■ What the task requires ■
All lines from the one with "Target: red-brown eye" onward, through the last line of the records below, are to be retyped word for word.

■ Task inputs ■
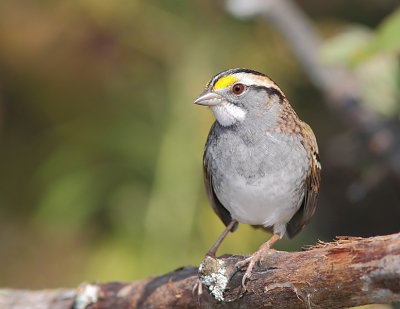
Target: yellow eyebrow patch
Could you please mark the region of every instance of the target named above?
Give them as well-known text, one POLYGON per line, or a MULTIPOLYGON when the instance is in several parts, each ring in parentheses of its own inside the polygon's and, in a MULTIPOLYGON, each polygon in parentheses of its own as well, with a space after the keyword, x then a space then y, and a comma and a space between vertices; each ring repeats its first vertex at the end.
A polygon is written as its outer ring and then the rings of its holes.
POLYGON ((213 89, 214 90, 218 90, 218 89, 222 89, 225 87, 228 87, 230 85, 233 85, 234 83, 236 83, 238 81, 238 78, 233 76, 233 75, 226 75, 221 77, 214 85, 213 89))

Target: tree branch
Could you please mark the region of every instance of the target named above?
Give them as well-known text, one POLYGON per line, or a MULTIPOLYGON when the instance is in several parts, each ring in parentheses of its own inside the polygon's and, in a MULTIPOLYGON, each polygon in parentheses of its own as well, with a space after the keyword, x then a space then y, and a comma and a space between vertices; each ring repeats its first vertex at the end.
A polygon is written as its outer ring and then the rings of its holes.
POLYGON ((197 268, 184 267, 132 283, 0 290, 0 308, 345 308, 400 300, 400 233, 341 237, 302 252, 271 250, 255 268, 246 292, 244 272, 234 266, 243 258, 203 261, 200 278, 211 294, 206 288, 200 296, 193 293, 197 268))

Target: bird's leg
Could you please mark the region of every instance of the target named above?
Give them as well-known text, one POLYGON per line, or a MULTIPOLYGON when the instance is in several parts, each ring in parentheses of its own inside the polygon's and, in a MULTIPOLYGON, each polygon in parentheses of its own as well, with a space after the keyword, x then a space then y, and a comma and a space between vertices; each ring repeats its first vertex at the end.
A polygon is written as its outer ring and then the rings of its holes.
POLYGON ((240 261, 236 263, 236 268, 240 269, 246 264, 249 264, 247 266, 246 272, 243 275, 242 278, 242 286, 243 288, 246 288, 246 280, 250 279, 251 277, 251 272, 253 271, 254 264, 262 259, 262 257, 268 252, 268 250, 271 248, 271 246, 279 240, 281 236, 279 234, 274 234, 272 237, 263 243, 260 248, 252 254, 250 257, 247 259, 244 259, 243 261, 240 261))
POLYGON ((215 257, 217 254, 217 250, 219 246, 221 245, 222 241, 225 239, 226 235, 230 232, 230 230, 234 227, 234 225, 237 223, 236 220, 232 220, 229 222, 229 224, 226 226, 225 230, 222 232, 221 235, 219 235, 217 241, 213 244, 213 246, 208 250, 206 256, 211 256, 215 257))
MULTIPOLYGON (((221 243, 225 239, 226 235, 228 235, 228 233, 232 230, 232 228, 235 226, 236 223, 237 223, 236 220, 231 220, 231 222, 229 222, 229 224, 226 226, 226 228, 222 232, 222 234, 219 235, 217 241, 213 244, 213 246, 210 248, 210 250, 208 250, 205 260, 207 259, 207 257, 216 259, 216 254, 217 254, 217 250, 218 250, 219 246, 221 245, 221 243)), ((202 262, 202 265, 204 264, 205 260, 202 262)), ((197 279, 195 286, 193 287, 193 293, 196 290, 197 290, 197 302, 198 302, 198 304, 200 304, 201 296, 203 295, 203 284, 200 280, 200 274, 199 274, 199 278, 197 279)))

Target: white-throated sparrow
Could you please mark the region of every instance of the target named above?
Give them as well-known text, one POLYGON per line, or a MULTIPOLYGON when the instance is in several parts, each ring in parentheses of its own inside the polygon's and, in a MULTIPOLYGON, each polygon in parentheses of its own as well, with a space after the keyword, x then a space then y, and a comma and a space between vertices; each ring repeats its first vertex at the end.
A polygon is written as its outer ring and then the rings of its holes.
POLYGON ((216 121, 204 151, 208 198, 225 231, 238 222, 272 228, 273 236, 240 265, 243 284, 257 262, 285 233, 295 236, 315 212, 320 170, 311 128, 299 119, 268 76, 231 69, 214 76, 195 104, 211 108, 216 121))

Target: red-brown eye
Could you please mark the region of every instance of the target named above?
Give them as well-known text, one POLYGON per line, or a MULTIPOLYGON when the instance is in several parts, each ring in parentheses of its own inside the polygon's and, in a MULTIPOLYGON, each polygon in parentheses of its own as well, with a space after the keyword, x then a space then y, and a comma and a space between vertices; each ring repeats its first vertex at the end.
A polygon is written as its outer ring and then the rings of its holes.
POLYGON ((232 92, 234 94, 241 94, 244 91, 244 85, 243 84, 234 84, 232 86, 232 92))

■ Answer ■
Target: red-brown eye
Could you please mark the region of every instance of the target named above?
Give them as well-known text, one POLYGON per line, or a MULTIPOLYGON when the instance is in several parts, each ring in parentheses of its own inside the polygon's and, in a MULTIPOLYGON, each polygon in parentheses of its own as well, with a space after the keyword, x then a space then y, and a comma and a space between vertices; each ring repeats its first vertex at the end.
A polygon is written as its outer ring and then the rings of its holes.
POLYGON ((232 92, 234 94, 241 94, 244 91, 244 85, 243 84, 234 84, 232 86, 232 92))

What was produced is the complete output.